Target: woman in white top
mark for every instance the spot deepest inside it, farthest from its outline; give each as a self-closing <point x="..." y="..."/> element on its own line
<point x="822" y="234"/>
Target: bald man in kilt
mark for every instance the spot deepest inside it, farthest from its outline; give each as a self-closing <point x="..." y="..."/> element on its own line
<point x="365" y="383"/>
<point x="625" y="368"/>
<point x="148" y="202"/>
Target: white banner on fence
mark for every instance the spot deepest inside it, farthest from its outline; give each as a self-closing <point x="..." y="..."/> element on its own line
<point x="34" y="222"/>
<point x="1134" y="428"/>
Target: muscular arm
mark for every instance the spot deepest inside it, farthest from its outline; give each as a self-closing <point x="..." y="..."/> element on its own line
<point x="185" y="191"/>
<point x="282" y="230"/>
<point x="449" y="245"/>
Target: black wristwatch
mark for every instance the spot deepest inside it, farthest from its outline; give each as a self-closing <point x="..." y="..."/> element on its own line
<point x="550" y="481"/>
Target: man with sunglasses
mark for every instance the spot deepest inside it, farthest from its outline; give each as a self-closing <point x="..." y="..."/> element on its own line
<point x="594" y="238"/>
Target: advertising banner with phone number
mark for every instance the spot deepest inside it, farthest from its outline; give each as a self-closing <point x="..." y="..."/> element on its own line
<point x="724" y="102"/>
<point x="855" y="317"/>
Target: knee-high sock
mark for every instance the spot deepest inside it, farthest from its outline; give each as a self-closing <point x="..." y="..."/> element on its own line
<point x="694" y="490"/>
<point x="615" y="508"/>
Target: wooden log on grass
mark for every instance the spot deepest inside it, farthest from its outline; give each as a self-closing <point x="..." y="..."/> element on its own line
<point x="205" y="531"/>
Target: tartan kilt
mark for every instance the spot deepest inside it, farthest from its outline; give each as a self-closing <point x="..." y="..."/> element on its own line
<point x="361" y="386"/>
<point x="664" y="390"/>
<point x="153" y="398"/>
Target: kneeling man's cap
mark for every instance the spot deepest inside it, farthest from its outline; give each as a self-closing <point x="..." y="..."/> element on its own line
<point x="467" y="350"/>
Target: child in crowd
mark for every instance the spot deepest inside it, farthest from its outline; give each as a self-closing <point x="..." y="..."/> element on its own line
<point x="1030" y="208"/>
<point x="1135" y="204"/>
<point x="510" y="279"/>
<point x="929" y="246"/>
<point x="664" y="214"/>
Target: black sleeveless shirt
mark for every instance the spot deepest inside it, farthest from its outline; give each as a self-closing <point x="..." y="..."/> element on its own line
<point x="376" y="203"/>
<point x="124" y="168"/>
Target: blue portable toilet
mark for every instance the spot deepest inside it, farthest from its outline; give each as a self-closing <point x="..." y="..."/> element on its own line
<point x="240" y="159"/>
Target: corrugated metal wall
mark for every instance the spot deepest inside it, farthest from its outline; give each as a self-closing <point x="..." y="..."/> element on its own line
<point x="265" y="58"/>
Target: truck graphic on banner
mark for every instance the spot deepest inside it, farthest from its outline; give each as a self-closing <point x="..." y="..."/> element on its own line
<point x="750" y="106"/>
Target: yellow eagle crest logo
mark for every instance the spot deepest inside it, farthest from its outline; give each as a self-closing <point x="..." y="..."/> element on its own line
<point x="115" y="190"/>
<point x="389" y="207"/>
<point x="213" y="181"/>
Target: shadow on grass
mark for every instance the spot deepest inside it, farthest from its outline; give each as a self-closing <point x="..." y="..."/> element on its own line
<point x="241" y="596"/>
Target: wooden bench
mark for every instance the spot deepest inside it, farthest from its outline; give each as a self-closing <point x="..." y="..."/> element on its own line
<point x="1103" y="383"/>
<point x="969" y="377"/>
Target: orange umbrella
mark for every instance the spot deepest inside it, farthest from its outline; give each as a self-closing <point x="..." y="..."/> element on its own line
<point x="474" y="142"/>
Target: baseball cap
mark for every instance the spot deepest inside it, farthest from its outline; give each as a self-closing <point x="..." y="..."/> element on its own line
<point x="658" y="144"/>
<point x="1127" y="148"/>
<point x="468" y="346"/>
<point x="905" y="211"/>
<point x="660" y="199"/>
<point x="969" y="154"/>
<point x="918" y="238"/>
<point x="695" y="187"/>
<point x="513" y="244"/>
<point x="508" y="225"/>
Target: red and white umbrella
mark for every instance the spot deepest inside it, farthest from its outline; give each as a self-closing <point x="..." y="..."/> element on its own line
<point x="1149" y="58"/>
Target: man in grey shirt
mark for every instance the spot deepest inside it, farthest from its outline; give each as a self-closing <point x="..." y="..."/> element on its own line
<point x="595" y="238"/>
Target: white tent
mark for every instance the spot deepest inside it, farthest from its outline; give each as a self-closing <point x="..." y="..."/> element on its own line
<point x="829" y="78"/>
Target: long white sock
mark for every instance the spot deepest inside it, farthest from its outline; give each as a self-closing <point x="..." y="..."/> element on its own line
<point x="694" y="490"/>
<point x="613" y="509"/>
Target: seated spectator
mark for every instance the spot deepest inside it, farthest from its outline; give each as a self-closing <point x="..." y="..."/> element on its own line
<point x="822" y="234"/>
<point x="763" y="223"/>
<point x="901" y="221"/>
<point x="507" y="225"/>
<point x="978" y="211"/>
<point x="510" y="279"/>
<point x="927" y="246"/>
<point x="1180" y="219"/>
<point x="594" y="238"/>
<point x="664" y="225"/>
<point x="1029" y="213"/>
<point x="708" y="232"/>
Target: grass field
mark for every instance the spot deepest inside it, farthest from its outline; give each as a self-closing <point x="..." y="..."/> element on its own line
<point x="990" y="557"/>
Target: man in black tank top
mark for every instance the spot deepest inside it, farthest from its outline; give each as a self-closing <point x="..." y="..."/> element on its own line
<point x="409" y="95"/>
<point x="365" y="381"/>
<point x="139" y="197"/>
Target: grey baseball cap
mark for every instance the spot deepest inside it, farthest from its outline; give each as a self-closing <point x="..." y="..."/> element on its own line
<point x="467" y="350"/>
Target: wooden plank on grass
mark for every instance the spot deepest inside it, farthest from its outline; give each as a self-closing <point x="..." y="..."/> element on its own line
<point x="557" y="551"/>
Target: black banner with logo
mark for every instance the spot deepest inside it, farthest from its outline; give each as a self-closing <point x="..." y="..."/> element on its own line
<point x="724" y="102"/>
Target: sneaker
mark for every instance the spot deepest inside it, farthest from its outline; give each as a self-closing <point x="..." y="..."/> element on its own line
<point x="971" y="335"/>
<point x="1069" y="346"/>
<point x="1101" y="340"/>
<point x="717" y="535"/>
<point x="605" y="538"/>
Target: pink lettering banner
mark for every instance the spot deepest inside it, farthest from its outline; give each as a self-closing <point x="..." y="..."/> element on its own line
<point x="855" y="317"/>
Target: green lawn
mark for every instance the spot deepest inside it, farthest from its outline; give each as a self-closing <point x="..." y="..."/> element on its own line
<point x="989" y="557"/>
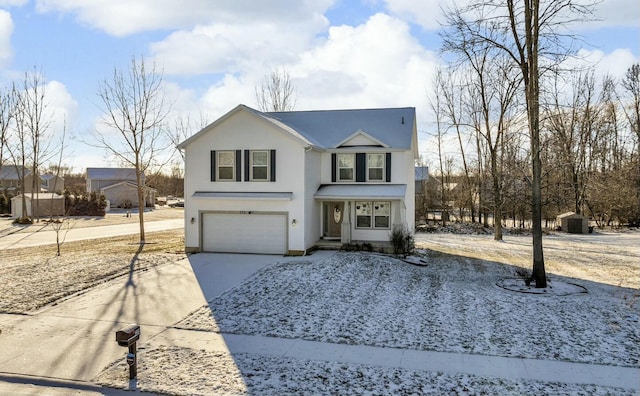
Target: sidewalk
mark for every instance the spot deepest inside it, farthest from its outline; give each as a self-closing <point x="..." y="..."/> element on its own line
<point x="451" y="363"/>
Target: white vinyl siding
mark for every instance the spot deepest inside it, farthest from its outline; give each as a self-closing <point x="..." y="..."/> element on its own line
<point x="375" y="167"/>
<point x="260" y="165"/>
<point x="373" y="214"/>
<point x="346" y="165"/>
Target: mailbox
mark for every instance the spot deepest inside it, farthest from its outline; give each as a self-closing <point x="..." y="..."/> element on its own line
<point x="128" y="336"/>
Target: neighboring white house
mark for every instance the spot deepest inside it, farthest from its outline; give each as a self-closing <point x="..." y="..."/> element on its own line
<point x="45" y="205"/>
<point x="119" y="186"/>
<point x="258" y="182"/>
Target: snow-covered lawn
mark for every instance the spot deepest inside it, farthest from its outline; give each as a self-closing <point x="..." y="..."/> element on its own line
<point x="452" y="303"/>
<point x="184" y="371"/>
<point x="31" y="278"/>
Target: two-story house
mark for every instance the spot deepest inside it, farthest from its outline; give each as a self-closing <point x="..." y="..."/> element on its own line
<point x="278" y="182"/>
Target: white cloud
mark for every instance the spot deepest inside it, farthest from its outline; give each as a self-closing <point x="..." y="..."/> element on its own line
<point x="427" y="14"/>
<point x="61" y="106"/>
<point x="6" y="30"/>
<point x="236" y="47"/>
<point x="375" y="64"/>
<point x="616" y="13"/>
<point x="124" y="17"/>
<point x="12" y="3"/>
<point x="614" y="63"/>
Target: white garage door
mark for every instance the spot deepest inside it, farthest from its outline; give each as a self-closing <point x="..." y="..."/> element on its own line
<point x="244" y="233"/>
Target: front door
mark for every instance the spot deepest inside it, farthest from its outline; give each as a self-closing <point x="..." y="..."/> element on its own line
<point x="333" y="212"/>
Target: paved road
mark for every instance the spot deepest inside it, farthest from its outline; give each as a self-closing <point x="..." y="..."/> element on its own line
<point x="45" y="236"/>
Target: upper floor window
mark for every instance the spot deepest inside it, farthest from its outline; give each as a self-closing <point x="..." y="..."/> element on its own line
<point x="226" y="165"/>
<point x="375" y="167"/>
<point x="260" y="165"/>
<point x="373" y="214"/>
<point x="346" y="165"/>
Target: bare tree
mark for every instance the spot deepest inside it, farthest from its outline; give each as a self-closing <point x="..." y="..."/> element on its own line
<point x="526" y="31"/>
<point x="435" y="101"/>
<point x="452" y="90"/>
<point x="7" y="109"/>
<point x="631" y="84"/>
<point x="573" y="133"/>
<point x="276" y="93"/>
<point x="133" y="105"/>
<point x="31" y="148"/>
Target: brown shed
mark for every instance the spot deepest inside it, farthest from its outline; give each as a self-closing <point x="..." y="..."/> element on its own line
<point x="573" y="223"/>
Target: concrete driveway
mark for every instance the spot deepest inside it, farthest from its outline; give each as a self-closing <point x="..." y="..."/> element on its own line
<point x="75" y="339"/>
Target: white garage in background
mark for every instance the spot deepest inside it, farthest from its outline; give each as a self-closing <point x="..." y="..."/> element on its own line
<point x="244" y="232"/>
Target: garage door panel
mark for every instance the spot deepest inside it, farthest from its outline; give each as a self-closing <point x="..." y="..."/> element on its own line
<point x="244" y="233"/>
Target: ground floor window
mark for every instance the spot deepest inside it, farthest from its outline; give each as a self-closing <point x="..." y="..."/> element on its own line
<point x="373" y="214"/>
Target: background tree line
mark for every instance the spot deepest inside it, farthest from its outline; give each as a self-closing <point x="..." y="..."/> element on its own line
<point x="589" y="146"/>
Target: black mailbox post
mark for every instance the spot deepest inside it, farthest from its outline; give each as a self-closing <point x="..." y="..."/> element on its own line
<point x="127" y="337"/>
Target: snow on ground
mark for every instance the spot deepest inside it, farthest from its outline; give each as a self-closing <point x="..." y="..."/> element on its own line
<point x="33" y="277"/>
<point x="451" y="305"/>
<point x="450" y="302"/>
<point x="183" y="371"/>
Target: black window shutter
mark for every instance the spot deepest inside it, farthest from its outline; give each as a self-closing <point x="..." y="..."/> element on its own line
<point x="213" y="165"/>
<point x="361" y="167"/>
<point x="334" y="165"/>
<point x="387" y="164"/>
<point x="238" y="165"/>
<point x="247" y="165"/>
<point x="272" y="159"/>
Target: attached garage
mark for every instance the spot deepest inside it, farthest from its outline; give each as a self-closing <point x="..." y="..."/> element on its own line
<point x="246" y="232"/>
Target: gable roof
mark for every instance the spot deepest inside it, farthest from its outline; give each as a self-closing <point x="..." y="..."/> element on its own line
<point x="111" y="174"/>
<point x="392" y="127"/>
<point x="127" y="184"/>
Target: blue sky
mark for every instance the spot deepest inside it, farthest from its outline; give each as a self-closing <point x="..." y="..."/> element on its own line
<point x="339" y="53"/>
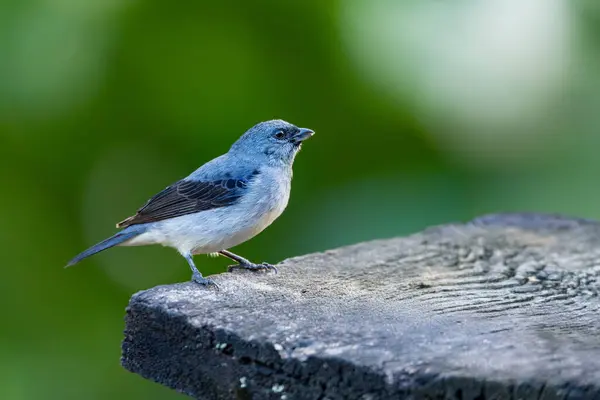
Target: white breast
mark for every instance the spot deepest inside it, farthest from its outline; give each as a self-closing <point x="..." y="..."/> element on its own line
<point x="222" y="228"/>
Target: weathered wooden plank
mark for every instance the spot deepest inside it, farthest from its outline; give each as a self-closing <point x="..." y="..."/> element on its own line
<point x="504" y="307"/>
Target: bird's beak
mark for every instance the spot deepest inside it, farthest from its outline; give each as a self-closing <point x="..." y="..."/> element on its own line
<point x="302" y="135"/>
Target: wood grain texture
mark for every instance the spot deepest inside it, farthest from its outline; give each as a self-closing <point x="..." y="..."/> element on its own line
<point x="503" y="307"/>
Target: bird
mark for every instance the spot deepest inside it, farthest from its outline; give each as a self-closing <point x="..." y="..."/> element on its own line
<point x="222" y="204"/>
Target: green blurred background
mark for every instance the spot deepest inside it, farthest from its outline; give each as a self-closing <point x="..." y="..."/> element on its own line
<point x="426" y="112"/>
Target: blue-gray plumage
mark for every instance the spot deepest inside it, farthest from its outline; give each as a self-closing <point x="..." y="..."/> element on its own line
<point x="223" y="203"/>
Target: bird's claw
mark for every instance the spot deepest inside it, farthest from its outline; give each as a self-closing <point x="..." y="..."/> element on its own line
<point x="253" y="267"/>
<point x="199" y="279"/>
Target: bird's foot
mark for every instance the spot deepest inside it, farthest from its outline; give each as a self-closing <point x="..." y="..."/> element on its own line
<point x="253" y="267"/>
<point x="199" y="279"/>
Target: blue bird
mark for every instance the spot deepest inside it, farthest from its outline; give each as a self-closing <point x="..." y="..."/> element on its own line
<point x="225" y="202"/>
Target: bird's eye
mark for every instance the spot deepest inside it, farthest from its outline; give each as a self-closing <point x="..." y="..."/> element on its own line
<point x="279" y="135"/>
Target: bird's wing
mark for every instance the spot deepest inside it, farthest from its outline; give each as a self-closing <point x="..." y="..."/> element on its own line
<point x="187" y="197"/>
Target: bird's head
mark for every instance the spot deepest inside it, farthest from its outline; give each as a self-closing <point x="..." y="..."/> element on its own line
<point x="276" y="141"/>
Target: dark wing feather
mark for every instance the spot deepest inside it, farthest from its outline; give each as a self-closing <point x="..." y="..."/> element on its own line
<point x="188" y="197"/>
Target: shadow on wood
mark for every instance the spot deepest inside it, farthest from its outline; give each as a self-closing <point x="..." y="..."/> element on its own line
<point x="504" y="307"/>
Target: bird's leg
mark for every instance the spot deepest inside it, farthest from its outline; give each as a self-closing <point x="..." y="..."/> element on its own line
<point x="245" y="264"/>
<point x="196" y="275"/>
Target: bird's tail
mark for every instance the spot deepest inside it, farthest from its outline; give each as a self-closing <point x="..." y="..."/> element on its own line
<point x="114" y="240"/>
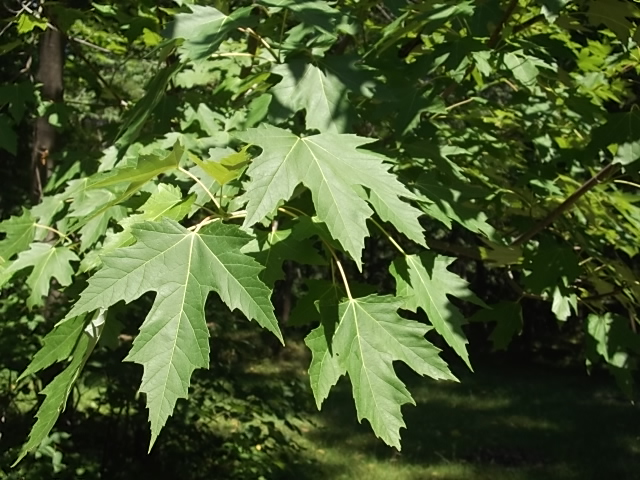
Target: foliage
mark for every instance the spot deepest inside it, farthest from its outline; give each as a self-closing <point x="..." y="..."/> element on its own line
<point x="281" y="132"/>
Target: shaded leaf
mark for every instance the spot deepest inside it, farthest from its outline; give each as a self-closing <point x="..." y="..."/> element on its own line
<point x="424" y="282"/>
<point x="48" y="262"/>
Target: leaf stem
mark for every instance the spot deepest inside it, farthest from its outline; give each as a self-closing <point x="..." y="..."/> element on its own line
<point x="252" y="32"/>
<point x="389" y="237"/>
<point x="343" y="275"/>
<point x="341" y="269"/>
<point x="282" y="27"/>
<point x="51" y="229"/>
<point x="199" y="182"/>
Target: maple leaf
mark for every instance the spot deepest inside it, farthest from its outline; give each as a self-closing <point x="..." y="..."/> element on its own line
<point x="335" y="170"/>
<point x="58" y="345"/>
<point x="369" y="337"/>
<point x="48" y="262"/>
<point x="165" y="202"/>
<point x="424" y="282"/>
<point x="271" y="249"/>
<point x="182" y="267"/>
<point x="227" y="168"/>
<point x="87" y="334"/>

--------------------------------------------------

Exactly reproduce the lines beginning with the one that contains "Target: shaded leaf" and ending with the last line of the material, both included. Leave out everything else.

:: SOLUTION BELOW ::
Target: shaded leaf
mark for every instance the spot deepest inside it, farthest from its outline; give each as a self-closing <point x="..." y="..."/> element on its own line
<point x="424" y="282"/>
<point x="48" y="262"/>
Target: leaf stem
mark for every instance the spot deepest inside it, farthest from its outline; give each as a self-closing <point x="..." y="..."/> element on its own line
<point x="252" y="32"/>
<point x="389" y="237"/>
<point x="343" y="275"/>
<point x="341" y="269"/>
<point x="282" y="27"/>
<point x="51" y="229"/>
<point x="199" y="182"/>
Target: maple leaf
mark for every instance the spot deepest inside it, farthest from its outline; give each as a self-closing <point x="..." y="..."/> element on its own line
<point x="335" y="170"/>
<point x="58" y="345"/>
<point x="369" y="337"/>
<point x="48" y="262"/>
<point x="165" y="202"/>
<point x="424" y="282"/>
<point x="271" y="249"/>
<point x="182" y="267"/>
<point x="227" y="168"/>
<point x="87" y="334"/>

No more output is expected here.